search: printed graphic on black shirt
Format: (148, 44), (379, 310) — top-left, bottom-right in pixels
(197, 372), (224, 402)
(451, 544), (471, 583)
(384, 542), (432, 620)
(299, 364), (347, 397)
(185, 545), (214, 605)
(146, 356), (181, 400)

======

Copy out the listing above line for line, with no changes.

search: printed graphic on black shirt
Format: (148, 44), (379, 310) — top-left, bottom-right in pixels
(197, 372), (224, 402)
(451, 544), (471, 583)
(384, 542), (432, 620)
(299, 364), (347, 397)
(185, 545), (214, 605)
(146, 356), (181, 400)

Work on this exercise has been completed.